__Data section__:

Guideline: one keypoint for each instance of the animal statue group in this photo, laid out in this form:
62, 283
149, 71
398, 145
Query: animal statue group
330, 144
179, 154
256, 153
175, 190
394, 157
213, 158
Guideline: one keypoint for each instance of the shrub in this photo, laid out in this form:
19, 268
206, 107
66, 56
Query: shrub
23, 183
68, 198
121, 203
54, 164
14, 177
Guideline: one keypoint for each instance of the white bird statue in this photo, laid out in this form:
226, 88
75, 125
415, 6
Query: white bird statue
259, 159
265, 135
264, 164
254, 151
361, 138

==

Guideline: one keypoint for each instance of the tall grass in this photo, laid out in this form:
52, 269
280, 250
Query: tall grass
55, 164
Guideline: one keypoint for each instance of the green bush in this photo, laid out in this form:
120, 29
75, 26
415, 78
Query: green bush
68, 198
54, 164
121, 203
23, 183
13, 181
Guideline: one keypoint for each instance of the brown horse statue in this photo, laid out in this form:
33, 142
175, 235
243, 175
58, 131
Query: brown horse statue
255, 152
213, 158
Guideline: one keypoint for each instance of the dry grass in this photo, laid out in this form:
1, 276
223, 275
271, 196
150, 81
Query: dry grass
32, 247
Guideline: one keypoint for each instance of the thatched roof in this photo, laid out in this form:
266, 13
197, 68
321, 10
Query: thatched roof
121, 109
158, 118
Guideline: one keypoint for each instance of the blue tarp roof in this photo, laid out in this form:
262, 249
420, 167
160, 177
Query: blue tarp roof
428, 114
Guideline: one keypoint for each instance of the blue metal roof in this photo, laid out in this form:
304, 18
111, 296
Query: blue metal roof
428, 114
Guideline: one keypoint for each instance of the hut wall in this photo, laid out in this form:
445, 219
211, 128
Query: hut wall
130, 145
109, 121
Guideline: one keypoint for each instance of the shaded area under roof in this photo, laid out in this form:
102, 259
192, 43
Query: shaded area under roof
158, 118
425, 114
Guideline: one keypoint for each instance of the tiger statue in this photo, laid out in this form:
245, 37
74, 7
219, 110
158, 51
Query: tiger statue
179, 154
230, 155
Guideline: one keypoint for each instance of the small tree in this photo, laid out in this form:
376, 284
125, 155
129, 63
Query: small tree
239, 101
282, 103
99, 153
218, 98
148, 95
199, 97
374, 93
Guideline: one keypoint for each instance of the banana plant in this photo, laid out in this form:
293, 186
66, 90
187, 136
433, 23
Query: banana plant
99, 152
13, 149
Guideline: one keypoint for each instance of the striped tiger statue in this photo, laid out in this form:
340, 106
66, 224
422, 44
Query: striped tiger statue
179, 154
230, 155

__Work to complete__: Copy each row above that contains the string "tarp".

__Solution__:
Guideline: one keypoint for each instance of the blue tarp roof in this photo, laid out in this form:
Query: blue tarp roof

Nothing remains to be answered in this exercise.